#### [Directives]
**A)** According to the text on the linguistics conference, who publishes the papers presented at the conference?
**B)** From the text on the linguistics conference, copy the passage that begins with the words "The Western Conference" and ends after "to the public.", changing "referees" to "reviewers".

#### [Extract]
= Western Conference on Linguistics =

Annual conference (established 1988)

The Western Conference on Linguistics, usually known as WECOL, is an annual conference held in the western part of the United States and Canada since 1988. Papers for presentation are chosen by a selection committee with the assistance of reports by referees. There is no restriction by topic, though the focus is theoretical and descriptive linguistics.

Papers presented at the conference are published by the Department of Linguistics at California State University, Fresno. The proceedings have been available on-line since 2004. WECOL is free and open to the public.

== Previous WECOLs ==
WECOL has been hosted at a number of locations since its establishment in 1988. However, since 2018, WECOL has been exclusively hosted by California State University in Fresno. Some years, such as 2009, no conference was held. WECOL has been hosted online using the platform Zoom since 2020.

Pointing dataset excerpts
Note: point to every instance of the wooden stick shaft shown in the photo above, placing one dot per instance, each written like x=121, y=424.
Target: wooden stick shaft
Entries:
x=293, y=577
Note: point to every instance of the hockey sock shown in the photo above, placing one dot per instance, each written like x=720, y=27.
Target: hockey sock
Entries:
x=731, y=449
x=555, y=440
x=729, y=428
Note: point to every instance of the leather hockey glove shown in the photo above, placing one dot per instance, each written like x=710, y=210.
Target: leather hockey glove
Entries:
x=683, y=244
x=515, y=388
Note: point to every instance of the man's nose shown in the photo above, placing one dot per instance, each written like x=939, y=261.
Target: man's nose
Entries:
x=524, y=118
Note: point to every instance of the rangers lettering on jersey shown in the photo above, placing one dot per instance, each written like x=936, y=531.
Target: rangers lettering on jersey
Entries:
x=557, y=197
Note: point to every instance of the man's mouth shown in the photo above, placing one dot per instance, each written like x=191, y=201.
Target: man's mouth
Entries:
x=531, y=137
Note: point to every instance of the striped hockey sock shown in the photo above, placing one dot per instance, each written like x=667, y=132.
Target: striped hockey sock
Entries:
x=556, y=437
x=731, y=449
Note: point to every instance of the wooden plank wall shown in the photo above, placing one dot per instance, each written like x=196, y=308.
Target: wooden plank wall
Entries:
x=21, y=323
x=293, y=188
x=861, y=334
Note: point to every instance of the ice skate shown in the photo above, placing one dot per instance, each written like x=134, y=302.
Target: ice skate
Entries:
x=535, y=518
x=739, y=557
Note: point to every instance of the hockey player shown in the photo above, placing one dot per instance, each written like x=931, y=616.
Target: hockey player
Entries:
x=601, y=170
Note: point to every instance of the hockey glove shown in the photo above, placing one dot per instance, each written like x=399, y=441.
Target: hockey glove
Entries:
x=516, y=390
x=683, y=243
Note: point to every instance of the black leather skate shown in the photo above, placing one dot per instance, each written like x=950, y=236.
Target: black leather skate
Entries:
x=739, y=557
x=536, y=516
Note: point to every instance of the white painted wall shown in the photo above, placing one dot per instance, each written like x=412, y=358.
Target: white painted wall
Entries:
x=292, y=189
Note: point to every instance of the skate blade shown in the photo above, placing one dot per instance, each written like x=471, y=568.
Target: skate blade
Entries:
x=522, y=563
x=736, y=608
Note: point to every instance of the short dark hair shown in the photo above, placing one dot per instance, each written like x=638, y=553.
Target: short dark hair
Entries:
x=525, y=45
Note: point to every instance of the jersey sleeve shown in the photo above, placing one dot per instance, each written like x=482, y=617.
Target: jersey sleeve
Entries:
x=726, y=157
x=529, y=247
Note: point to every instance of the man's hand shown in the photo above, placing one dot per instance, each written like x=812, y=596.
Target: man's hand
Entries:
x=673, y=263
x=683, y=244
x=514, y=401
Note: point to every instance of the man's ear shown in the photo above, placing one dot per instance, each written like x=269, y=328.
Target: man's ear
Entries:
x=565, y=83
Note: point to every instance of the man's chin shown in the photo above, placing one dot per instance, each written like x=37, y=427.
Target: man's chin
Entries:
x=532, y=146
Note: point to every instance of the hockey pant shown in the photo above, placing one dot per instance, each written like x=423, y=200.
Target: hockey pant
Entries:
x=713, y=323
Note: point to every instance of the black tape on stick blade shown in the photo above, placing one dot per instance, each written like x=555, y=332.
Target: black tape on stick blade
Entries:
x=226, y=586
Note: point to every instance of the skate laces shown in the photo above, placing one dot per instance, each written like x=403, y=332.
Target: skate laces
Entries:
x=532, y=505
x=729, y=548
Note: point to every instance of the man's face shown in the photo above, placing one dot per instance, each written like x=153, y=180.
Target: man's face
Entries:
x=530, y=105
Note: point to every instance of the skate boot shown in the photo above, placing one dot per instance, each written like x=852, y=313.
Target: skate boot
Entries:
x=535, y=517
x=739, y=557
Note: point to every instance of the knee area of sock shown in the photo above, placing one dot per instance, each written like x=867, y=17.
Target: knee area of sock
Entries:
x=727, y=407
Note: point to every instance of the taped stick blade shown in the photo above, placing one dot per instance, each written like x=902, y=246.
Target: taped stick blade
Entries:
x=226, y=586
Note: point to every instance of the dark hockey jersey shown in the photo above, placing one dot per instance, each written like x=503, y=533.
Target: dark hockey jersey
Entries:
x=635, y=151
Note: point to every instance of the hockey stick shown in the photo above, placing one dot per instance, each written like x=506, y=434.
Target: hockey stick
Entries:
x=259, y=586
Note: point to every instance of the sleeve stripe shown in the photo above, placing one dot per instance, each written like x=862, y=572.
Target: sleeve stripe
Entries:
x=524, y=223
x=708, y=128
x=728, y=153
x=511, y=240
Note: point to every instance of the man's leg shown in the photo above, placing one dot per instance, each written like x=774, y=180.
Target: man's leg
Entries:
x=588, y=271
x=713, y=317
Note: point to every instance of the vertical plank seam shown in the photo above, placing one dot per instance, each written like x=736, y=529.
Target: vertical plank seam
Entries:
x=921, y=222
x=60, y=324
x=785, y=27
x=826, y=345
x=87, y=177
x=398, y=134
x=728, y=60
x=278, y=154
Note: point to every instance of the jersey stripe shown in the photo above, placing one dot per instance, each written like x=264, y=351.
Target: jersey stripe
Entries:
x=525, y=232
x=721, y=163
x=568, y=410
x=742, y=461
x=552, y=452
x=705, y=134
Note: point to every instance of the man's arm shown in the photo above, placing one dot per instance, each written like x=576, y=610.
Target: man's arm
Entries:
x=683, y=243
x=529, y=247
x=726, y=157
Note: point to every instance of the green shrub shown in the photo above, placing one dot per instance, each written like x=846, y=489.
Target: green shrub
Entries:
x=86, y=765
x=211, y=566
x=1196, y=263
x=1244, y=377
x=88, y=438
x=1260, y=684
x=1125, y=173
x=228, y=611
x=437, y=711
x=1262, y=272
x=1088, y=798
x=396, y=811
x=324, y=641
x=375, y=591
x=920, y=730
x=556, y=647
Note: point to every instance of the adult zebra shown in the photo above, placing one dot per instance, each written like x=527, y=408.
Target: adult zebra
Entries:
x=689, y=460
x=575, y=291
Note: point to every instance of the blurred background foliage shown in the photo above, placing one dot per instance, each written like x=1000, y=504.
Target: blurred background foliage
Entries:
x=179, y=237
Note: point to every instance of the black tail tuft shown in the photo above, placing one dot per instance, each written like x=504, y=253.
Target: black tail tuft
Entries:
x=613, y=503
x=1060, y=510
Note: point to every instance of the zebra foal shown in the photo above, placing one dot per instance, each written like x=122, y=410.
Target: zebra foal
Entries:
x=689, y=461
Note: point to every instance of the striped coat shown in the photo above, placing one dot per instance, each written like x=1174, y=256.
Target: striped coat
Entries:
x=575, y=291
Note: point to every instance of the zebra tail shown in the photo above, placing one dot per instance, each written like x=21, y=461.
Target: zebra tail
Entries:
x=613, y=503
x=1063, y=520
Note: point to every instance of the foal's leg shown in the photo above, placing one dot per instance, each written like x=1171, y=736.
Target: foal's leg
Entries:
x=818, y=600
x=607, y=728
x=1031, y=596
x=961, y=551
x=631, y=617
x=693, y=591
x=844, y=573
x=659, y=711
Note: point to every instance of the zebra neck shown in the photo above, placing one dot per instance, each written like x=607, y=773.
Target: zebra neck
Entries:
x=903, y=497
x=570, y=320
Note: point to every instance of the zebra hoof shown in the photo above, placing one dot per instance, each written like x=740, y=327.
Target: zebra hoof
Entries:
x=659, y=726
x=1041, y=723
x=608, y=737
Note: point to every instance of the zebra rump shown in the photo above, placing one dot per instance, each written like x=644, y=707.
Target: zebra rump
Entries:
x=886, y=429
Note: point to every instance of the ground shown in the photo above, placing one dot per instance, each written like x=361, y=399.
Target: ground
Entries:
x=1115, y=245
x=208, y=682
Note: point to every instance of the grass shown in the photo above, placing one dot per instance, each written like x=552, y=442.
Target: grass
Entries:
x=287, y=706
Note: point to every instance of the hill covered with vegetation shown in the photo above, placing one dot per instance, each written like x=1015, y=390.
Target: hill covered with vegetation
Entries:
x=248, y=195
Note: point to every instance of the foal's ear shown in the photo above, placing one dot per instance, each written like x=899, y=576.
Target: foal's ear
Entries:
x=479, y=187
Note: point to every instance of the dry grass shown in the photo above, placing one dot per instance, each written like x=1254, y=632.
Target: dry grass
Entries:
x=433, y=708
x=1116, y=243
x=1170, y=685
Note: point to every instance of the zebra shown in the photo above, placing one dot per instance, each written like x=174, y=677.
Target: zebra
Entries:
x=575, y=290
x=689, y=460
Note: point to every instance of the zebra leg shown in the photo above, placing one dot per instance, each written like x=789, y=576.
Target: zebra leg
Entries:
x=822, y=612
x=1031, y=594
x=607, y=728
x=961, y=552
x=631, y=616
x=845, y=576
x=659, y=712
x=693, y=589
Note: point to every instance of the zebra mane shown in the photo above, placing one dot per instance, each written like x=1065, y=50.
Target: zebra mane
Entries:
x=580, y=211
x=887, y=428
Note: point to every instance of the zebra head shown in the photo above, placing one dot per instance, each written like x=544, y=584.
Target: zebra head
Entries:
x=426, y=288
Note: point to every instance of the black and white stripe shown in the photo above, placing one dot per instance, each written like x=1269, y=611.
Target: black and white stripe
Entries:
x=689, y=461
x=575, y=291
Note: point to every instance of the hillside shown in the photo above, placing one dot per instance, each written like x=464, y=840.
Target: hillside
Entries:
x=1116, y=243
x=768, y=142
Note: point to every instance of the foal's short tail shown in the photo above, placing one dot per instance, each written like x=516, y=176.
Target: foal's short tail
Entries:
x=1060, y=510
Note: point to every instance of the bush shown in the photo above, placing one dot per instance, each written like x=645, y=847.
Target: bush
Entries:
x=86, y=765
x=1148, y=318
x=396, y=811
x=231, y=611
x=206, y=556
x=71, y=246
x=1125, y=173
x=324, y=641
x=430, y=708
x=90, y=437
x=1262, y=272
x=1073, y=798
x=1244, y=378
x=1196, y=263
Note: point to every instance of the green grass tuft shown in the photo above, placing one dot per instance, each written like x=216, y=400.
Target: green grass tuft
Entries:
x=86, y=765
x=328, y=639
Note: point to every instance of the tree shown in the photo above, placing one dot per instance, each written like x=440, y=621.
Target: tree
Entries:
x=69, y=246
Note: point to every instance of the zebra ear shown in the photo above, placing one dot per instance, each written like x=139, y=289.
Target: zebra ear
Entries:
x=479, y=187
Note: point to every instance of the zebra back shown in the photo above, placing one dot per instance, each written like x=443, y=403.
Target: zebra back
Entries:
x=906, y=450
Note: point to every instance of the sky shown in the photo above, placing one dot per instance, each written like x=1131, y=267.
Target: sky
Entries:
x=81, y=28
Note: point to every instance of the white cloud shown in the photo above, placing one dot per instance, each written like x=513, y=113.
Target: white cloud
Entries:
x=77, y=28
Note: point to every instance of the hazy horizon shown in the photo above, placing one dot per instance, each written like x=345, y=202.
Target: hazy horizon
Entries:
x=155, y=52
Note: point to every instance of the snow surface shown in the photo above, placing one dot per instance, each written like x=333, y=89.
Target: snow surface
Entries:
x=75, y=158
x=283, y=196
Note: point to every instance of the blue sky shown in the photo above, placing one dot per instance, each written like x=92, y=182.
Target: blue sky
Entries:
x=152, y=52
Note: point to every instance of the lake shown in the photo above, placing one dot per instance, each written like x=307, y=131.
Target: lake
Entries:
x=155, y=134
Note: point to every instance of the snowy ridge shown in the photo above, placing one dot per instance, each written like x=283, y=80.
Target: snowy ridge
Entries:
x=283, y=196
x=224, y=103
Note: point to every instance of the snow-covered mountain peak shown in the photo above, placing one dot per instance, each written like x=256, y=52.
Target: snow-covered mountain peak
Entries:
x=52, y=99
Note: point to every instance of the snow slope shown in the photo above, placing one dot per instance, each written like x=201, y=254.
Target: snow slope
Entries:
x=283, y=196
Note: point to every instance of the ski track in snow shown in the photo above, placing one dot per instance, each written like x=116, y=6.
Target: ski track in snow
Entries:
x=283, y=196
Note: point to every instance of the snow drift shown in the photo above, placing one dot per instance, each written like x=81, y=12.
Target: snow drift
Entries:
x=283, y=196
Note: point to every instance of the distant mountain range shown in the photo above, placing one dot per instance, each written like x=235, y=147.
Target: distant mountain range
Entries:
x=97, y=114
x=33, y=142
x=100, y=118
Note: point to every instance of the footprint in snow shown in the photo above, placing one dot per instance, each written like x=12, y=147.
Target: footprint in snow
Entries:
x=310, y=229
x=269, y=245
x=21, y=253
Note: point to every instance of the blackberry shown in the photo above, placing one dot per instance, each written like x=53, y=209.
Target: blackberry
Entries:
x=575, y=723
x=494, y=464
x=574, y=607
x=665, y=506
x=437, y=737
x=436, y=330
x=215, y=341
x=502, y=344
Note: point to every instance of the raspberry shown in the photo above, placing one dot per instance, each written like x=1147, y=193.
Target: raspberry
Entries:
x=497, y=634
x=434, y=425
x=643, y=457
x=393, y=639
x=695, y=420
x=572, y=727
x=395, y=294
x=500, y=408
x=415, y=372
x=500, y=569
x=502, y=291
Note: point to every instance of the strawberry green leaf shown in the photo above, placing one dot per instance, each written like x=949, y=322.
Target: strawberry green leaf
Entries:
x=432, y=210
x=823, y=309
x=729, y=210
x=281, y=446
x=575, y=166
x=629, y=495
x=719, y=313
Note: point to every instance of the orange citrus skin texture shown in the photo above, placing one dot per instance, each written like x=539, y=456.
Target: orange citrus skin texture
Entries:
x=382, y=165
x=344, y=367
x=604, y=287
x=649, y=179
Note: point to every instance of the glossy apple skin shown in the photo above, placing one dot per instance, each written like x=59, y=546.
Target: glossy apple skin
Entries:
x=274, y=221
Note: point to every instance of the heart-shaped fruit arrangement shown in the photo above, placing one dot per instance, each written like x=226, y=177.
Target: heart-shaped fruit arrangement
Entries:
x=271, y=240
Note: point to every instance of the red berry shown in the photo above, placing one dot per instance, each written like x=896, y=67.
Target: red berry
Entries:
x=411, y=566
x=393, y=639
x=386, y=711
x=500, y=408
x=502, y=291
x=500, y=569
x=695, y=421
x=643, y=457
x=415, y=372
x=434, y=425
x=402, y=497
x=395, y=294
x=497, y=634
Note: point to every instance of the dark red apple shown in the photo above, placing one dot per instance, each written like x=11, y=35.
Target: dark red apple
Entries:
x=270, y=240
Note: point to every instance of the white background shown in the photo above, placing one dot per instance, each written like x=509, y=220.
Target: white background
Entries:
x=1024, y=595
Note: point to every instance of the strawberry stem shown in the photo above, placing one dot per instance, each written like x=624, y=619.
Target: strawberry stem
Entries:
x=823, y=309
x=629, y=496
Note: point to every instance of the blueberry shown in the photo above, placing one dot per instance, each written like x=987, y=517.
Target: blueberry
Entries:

#### [Answers to the exercises]
**A)** The Department of Linguistics at California State University, Fresno.

**B)**
The Western Conference on Linguistics, usually known as WECOL, is an annual conference held in the western part of the United States and Canada since 1988. Papers for presentation are chosen by a selection committee with the assistance of reports by reviewers. There is no restriction by topic, though the focus is theoretical and descriptive linguistics.

Papers presented at the conference are published by the Department of Linguistics at California State University, Fresno. The proceedings have been available on-line since 2004. WECOL is free and open to the public.